# [OBJECTIVE]
Below are the entries; output exactly the lines from the one containing "Expected output: for each instance of the french" through the final line, inclusive.

# [INPUT ROWS]
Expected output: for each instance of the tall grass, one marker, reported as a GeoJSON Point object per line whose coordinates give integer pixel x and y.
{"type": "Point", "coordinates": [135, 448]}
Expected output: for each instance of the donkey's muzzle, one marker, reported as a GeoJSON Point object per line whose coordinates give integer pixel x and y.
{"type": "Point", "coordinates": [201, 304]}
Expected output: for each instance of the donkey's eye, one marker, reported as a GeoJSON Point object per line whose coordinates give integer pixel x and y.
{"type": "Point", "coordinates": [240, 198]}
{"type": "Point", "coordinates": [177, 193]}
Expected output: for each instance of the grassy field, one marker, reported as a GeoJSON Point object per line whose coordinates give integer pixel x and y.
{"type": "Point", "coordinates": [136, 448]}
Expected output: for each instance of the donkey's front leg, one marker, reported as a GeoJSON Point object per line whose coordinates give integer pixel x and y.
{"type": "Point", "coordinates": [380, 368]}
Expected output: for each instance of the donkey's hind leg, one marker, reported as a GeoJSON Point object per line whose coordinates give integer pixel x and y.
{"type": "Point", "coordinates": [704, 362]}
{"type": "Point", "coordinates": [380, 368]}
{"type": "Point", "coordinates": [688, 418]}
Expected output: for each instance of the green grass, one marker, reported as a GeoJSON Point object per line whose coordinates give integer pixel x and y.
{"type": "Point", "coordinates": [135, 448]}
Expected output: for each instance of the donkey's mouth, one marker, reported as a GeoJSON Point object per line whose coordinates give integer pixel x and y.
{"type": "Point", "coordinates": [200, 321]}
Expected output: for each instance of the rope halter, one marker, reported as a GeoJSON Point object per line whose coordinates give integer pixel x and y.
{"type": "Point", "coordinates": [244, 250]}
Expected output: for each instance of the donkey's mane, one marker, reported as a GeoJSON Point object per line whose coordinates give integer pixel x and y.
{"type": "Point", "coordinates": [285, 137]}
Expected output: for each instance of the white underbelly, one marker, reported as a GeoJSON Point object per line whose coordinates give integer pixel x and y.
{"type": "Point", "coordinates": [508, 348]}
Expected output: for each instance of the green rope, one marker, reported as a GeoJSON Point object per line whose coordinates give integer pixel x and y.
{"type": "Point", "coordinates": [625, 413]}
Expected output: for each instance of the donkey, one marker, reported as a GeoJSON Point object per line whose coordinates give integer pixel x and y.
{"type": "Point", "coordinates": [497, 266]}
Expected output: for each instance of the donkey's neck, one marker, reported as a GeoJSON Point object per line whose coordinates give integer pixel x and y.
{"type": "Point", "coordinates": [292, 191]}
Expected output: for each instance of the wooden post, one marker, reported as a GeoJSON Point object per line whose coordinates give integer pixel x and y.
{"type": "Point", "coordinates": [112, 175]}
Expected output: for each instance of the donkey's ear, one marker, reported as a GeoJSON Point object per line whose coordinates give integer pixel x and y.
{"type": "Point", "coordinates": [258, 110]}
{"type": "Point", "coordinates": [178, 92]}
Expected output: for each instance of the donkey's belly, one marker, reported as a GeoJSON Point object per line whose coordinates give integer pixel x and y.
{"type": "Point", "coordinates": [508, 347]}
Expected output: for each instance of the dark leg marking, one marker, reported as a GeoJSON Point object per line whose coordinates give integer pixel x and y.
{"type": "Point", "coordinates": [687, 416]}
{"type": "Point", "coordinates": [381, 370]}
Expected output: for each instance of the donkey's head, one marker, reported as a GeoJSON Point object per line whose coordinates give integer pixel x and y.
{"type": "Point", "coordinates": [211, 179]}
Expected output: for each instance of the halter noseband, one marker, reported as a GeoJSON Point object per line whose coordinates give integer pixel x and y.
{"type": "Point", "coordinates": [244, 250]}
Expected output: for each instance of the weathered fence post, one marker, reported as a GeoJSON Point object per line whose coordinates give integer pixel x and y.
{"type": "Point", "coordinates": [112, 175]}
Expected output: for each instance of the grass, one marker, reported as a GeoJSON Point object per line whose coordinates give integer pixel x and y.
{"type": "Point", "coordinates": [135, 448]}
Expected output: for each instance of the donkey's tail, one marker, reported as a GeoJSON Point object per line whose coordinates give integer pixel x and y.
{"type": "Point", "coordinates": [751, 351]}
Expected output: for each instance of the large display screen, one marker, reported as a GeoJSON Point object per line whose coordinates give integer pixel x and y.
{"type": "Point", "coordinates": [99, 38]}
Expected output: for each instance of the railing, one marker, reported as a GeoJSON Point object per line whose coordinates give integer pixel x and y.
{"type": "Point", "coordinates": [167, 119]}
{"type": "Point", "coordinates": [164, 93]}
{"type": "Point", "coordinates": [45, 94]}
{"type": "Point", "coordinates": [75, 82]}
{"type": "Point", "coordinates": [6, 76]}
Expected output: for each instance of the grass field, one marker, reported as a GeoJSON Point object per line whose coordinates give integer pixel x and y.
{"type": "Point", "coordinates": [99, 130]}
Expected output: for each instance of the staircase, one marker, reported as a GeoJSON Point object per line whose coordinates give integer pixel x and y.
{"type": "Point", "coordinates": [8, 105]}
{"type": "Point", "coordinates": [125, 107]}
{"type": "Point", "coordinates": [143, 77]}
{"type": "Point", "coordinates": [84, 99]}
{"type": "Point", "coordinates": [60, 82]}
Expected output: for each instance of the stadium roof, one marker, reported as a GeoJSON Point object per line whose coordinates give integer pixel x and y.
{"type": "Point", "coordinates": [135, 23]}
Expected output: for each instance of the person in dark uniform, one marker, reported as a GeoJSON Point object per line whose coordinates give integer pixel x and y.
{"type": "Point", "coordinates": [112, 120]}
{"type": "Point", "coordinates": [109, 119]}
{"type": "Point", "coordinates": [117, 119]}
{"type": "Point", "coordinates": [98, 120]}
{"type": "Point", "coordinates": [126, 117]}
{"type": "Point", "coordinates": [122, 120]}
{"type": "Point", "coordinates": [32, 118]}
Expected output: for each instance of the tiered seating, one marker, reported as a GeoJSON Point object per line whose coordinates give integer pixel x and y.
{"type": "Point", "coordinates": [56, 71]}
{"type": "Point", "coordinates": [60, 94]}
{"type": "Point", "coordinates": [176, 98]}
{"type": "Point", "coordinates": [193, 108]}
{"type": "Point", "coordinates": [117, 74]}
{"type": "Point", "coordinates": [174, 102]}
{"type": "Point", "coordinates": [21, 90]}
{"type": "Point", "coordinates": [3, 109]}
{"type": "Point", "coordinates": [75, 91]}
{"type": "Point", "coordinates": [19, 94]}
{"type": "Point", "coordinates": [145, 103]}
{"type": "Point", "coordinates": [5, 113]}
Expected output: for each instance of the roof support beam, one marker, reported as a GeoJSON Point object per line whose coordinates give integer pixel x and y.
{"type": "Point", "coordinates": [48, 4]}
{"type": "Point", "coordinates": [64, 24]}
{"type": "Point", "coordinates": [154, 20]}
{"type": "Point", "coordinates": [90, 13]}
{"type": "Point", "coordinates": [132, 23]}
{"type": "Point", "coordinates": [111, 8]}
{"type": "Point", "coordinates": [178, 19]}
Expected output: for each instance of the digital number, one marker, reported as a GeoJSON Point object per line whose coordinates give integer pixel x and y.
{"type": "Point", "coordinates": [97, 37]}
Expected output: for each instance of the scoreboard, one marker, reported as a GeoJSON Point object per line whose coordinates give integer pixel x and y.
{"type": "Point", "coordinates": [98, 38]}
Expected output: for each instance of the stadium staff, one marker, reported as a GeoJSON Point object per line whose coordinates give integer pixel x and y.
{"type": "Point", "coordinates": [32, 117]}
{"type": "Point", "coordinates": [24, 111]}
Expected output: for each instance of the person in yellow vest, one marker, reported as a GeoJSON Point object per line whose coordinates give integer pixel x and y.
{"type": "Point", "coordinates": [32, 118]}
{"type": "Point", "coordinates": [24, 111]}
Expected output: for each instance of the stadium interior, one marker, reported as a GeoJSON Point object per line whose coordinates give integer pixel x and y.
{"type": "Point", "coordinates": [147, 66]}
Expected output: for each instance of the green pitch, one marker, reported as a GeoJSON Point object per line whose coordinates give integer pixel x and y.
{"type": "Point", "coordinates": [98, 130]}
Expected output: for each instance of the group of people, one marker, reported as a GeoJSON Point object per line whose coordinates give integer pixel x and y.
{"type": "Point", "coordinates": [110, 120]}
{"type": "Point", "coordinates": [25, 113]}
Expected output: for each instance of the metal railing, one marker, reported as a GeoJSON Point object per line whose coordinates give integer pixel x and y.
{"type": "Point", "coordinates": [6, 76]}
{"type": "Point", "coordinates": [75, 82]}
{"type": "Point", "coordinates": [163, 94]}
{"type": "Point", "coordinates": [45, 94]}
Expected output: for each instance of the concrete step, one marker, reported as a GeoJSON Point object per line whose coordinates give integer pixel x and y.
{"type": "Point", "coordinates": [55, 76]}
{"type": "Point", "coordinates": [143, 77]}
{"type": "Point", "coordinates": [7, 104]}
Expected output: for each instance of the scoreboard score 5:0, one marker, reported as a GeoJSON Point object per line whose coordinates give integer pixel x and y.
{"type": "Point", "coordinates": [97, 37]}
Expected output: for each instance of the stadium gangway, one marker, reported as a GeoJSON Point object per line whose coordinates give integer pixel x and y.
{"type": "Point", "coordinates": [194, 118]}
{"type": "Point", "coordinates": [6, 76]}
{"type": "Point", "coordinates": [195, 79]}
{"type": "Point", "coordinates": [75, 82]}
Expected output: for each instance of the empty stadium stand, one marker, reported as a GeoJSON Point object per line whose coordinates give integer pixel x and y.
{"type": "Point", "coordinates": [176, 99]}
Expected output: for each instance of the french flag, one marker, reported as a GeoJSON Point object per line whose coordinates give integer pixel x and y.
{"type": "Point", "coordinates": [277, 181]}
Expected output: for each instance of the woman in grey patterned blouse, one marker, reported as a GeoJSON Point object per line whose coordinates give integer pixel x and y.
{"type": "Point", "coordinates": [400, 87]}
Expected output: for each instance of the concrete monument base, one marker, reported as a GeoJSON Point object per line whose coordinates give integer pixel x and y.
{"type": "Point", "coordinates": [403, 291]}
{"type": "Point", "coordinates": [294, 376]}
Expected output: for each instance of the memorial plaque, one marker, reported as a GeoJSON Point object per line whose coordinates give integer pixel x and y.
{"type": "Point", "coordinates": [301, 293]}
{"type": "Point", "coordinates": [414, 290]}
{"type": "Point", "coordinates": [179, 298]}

# [EXERCISE RESULT]
Expected output: for each instance of the french flag, one marker, reported as a GeoJSON Point object per line whose coordinates give integer pixel x and y.
{"type": "Point", "coordinates": [277, 181]}
Expected output: for each instance of the woman in grey patterned blouse, one marker, reported as a GeoJSON Point object per line whose coordinates give integer pixel x and y.
{"type": "Point", "coordinates": [400, 87]}
Expected output: for each instance of the concrete monument base, one marker, reported as a GeoJSON Point object per line whose coordinates give integer pixel x and y.
{"type": "Point", "coordinates": [403, 291]}
{"type": "Point", "coordinates": [294, 376]}
Expected output: for each instance of the memorial plaque, one marker, reported as a GeoJSON Point object per line whose coordinates give integer pixel x and y.
{"type": "Point", "coordinates": [301, 293]}
{"type": "Point", "coordinates": [414, 290]}
{"type": "Point", "coordinates": [179, 298]}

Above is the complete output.